• Amtrak to spin off NE Corridor?

  • Discussion related to Amtrak also known as the National Railroad Passenger Corp.
Discussion related to Amtrak also known as the National Railroad Passenger Corp.

Moderators: GirlOnTheTrain, mtuandrew, Tadman

  by Gilbert B Norman
 
Gilbert B Norman wrote:But IF anything is to come of such, it would be a "back to the future" move. When Amtrak acquired the Corridor from Conrail (as distinct from the Penn Central Estate) during 1976, it was organized with all operating and administrative functions separate, yet paralleling, 'National" Amtrak. It even had its own CEO, the first appointment was Charles E Bertrand, formerly of Reading Co and unemployed effective C-Day (4-1-76).

If one could ever envision a corporate environment made to order for bickering, that had to be it.
Pardon me for quoting my own earlier post.

Spinning off (yes, that is an appropriate term) the Corridor to a subsidiary is only going to create a duplication of every activity needed to run a railroad imaginable. That's how it was on C-Day, there was Labor Relations-NEC, there was Payroll Accounting-NEC, there was Operations-NEC and National Operations.

Needless to say, the folks at 1617JFK and 400NCap gathered together, even if only in spirit, to sing a daily chorus of "We've been working on the railroad'.......yep....and OJ didn't do it.

At the moment, several here have offered an opinion that this spin off is merely a percussor to "spinning off' the trains to other concerns, such as private sector concerns holding "cost plus' contracts to operate such.

It will be a nightmare, and give those who simply see no need for intercity passenger service - Corridor notwwithstanding - more "ammo' for their position,

OH let me translate my acroynyms 'for those "tuning in late', i.e. those not in the industry 25 years ago. 1617JFK=1617 John F Kennedy Blvd, Suburban Station Building, Phila NEC-HQ. 400NCap=400 N Capitol Street, Wash, National HQ (the HQ after 955 Elephant was vacated and 60 Mass was occupied)

  by metrarider
 
The current situation with Amtrak stems from the lack of a dedicated funding source - instead relying on a year to year appropriation, and resulting in it becoming a polical football.

Other successful transportation funding are done at least in large part from dedicated funding sources (like gas taxes or ticket fees).

This is the reason for the failure, not that the federal govmt is somehow incapabale of running it - the blame lies with Congress.

It's time to stop accepting this sorry state of affairs from our elected representatives. If something is worth doing, it's worth doing right, and leaving any entity to limp along for 30+ years is not going to result in any headway being made.

However, those that think State goverments would fare better need a reality check. Several things make this untenable. Not the least of which is the much smaller pool of available money, and the fact that the state lawmakers will likely end up in the same situation, only multiplied by 8. No, what's needed is for congress to authorise some sort of multi year funding, and to decide what federal involvement will look like, and not simply say "not my problem" and pass the buck to the states.

  by krtaylor
 
A couple of things about my position that I need to clarify.

First off, I do NOT think it's a good idea to break up the NEC. That's stupid. That's the way it was built, true, split between the PRR and NYNH&H, with the NH's tracks further split between electrified and non-electrified sections. After literally a century of talking about it, finally that problem got fixed; the last thing we need is to artificially reinstate it.

Splitting off the Empire routes makes more sense, because AFAIK they're operationally totally different. I mean, they have to use completely different equipment because the electrification is third-rail or absent.

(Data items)
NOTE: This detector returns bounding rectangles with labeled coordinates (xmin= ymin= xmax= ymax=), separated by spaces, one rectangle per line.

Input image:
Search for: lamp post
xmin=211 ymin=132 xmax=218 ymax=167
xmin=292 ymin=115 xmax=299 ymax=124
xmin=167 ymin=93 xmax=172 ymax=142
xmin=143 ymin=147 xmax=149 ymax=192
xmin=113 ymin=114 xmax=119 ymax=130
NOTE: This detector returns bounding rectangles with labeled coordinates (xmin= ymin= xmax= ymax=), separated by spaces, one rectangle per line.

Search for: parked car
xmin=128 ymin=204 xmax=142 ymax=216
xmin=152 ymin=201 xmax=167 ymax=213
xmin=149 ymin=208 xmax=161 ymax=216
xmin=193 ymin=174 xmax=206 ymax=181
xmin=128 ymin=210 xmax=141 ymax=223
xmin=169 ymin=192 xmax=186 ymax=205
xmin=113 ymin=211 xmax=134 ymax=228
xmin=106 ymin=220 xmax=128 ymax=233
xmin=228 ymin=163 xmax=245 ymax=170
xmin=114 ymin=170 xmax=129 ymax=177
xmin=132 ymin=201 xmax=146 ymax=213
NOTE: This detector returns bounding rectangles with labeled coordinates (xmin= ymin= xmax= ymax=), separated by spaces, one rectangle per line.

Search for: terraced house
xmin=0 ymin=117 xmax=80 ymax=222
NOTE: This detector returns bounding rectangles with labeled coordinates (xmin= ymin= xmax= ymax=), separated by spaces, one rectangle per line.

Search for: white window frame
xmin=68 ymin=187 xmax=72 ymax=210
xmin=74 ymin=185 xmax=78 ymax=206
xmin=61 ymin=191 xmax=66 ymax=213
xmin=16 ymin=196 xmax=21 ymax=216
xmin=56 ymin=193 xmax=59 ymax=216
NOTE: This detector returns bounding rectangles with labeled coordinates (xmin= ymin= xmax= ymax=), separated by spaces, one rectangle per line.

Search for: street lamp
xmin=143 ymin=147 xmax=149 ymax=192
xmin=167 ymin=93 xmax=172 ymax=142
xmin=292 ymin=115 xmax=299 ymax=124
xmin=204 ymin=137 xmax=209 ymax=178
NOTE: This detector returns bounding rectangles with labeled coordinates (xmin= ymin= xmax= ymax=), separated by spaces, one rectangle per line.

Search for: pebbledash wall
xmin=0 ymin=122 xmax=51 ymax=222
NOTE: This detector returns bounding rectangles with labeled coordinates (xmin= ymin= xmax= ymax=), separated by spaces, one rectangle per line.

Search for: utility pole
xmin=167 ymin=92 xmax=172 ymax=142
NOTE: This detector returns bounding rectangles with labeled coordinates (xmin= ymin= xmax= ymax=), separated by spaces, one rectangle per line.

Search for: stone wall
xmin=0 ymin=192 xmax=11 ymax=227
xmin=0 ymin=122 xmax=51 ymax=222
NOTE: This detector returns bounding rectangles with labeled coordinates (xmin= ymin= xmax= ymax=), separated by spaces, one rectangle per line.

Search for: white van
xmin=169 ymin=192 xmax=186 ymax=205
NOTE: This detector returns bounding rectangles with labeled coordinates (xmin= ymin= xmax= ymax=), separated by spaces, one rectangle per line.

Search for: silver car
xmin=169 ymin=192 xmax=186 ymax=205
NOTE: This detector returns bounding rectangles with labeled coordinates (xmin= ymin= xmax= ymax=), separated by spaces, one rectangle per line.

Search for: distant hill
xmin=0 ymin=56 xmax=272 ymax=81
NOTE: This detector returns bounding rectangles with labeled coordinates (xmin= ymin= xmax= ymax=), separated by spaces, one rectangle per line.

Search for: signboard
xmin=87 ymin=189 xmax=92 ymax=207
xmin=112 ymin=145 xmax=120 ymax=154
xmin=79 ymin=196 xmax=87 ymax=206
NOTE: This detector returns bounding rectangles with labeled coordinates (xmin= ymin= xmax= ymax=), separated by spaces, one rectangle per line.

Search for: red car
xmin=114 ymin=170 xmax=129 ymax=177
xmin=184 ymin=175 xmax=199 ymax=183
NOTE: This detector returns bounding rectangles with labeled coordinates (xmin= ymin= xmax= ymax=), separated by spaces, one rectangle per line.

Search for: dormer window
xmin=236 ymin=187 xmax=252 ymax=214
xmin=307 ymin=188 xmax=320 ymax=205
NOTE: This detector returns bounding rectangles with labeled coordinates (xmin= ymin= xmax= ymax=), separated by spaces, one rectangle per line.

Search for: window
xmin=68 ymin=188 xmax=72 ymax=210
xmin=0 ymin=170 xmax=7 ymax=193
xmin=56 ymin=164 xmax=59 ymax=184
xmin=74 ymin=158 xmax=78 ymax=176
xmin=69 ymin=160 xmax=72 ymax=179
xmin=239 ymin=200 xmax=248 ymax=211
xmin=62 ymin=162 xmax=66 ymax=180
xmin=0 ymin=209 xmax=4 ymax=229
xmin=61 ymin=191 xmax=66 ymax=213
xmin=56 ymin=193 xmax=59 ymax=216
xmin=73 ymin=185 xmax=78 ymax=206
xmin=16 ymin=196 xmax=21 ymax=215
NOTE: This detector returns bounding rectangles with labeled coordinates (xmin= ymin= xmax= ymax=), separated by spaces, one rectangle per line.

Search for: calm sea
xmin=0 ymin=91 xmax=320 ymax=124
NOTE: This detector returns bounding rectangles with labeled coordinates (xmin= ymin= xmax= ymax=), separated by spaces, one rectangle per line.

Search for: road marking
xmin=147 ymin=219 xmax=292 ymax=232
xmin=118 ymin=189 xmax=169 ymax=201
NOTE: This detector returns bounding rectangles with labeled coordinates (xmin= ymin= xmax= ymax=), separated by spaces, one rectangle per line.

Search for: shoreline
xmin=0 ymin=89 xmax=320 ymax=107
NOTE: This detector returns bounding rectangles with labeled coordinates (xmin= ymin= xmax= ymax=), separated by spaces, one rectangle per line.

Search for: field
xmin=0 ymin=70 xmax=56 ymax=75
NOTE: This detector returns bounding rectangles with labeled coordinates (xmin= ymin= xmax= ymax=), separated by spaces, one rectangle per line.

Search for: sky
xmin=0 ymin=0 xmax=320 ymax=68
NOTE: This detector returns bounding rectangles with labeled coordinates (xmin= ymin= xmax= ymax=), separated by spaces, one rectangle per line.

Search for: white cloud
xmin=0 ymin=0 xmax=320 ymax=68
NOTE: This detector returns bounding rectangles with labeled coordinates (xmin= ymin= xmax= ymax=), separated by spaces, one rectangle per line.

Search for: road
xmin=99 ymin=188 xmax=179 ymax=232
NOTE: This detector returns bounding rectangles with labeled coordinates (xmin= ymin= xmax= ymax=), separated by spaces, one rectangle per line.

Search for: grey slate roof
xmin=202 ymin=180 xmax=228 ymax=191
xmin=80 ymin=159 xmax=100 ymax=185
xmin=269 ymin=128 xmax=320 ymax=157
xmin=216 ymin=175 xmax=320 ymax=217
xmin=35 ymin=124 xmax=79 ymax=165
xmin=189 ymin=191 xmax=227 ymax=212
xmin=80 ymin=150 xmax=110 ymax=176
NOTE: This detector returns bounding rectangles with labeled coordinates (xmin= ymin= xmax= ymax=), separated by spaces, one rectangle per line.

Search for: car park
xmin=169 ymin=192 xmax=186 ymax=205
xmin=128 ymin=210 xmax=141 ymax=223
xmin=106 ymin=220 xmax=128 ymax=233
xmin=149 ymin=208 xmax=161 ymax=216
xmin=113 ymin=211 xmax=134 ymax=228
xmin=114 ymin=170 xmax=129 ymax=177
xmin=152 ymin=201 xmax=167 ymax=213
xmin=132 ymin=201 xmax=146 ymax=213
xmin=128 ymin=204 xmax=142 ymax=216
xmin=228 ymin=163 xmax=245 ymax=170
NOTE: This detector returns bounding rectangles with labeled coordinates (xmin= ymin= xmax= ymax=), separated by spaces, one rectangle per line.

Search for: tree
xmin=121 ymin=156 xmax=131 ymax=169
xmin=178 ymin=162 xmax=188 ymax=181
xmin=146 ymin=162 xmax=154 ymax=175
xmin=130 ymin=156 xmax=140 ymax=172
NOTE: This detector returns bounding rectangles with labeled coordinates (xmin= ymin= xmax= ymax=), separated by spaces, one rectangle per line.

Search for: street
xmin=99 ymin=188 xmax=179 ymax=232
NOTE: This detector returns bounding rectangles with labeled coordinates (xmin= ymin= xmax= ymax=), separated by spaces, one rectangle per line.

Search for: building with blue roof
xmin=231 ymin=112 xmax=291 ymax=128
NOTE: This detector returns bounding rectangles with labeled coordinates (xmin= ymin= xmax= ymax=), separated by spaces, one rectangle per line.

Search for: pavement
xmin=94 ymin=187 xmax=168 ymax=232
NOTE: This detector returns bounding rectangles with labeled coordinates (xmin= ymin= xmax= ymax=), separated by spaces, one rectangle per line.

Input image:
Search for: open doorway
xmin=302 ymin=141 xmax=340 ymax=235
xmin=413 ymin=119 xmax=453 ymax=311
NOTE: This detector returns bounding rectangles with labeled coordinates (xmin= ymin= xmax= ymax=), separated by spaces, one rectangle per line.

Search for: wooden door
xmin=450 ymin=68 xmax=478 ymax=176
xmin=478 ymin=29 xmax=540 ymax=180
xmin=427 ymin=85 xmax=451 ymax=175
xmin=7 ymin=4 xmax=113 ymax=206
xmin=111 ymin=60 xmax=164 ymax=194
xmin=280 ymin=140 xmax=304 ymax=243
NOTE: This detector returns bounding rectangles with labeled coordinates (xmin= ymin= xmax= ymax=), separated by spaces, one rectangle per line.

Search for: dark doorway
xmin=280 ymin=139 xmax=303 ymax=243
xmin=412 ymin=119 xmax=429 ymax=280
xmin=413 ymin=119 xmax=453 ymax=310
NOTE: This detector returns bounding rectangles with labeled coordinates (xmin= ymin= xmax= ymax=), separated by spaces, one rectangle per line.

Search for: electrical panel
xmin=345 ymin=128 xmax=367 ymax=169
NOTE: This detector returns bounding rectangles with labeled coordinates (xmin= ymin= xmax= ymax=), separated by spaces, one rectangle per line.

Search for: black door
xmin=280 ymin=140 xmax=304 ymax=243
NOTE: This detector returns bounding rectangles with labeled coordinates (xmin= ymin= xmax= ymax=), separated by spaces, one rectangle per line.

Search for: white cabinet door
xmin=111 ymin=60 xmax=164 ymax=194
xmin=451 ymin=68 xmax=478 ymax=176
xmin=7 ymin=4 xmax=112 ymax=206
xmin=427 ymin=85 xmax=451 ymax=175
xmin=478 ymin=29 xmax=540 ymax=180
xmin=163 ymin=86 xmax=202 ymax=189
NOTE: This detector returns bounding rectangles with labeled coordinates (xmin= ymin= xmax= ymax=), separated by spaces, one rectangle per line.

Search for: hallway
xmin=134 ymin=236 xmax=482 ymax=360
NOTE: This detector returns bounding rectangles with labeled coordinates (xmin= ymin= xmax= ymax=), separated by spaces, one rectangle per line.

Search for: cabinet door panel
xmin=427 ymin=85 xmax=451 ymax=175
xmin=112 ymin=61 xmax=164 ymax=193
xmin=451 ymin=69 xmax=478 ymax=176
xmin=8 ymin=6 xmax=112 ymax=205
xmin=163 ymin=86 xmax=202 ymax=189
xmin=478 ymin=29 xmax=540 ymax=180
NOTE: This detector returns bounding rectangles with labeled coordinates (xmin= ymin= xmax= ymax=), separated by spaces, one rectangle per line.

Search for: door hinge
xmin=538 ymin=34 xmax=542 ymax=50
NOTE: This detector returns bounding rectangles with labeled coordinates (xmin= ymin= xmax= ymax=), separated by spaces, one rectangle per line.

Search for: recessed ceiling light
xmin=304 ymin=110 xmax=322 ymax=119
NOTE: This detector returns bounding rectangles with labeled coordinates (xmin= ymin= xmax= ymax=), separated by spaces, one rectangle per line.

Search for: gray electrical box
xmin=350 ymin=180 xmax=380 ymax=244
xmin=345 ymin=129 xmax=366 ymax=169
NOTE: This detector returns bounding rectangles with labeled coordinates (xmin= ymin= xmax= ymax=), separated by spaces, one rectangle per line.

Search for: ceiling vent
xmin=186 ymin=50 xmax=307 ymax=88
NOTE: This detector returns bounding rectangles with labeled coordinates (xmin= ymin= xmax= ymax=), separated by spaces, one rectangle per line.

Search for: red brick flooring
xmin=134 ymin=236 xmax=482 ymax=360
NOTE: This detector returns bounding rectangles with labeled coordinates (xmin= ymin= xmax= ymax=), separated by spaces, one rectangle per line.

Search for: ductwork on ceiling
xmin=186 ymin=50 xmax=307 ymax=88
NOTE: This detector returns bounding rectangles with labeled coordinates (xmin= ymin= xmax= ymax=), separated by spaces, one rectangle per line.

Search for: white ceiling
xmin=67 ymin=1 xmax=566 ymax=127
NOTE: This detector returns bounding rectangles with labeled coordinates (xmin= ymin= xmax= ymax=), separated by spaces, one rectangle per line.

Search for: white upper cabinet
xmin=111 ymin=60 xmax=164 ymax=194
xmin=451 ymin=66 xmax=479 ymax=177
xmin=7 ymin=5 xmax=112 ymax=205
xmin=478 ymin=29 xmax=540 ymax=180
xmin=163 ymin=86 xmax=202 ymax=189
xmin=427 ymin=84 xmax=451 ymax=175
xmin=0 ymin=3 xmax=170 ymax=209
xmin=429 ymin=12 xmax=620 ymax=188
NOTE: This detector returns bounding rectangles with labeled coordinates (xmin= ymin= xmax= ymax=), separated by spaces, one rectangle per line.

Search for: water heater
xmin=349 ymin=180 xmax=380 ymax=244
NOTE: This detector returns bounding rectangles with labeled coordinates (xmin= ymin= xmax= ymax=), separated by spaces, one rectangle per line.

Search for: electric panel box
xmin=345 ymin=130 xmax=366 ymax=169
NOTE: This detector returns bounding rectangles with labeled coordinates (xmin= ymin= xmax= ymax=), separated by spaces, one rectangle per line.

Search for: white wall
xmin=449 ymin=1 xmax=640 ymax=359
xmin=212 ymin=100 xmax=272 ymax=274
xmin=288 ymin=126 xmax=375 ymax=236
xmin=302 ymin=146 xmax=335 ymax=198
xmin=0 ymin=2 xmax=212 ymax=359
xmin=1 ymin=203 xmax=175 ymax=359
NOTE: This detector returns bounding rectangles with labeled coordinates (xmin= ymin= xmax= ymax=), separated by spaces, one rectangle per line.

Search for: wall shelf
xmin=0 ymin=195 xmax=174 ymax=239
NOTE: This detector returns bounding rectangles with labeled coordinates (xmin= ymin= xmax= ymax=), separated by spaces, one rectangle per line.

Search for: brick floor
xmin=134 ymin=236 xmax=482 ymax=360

[Exercise requirements]
a) Check each statement against the Amtrak discussion and answer yes or no, quoting the words from the discussion that settle it. (i) Charles E Bertrand was the first CEO appointed to the separate Corridor organization. (ii) metrarider believes state governments would fund passenger rail better than Congress. (iii) krtaylor supports breaking up the NEC.
b) Write the next part of the Amtrak discussion, beginning after its last sentence.

[Expected responses]
a)
(i) Yes: "the first appointment was Charles E Bertrand"
(ii) No: "those that think State goverments would fare better need a reality check"
(iii) No: "I do NOT think it's a good idea to break up the NEC"

b)
It might make logical sense to consider the Keystone corridor as part of the NEC, again because it can use more or less the same overhead-electric equipment. I dunno if that's necessary or not, but it's reasonable.

My split-things-up argument applies only to separating the NEC and its direct tributaries, from everything else. Ideally, I'd split up the everything-else too, such as the California services (well, maybe the whole Pacific Coast). The idea would be to isolate the areas of the network that might be self-sustaining, so they won't collapse with the weight of the no-hoper routes.

As far as the infrastructure goes, I am fundamentally opposed to government funding of these sorts of things, precisely because neither the Feds nor the states can be relied upon to come up with the dough on the CONSISTENT, PREDICTABLE, REGULAR basis required for rail operations. With a highway, you can extend it one exit at a time if need be, and it's still useful; not nearly so true with rail service. And the capital operating costs are much greater. If there needs to be a government subsidy, and in some places I can see arguments for one, I'd say it should come only in one of two ways:

1. Eliminate property taxes on railroad property and equipment. Once that's done, you don't have to fight through the budget process every year, just once in a while when some pol casts his beady eye on the tracks.

2. Strict funding on a commission basis, that is, a payment per passenger-mile travelled. You could write this as a multi-year contract which would be legally enforceable. The military does this regularly, for the express reason of making the contracts difficult to cancel; it's good business because it eliminates (well, reduces) some of the budgetary risk for the companies involved, that they normally have to add to the costs when doing business with the government.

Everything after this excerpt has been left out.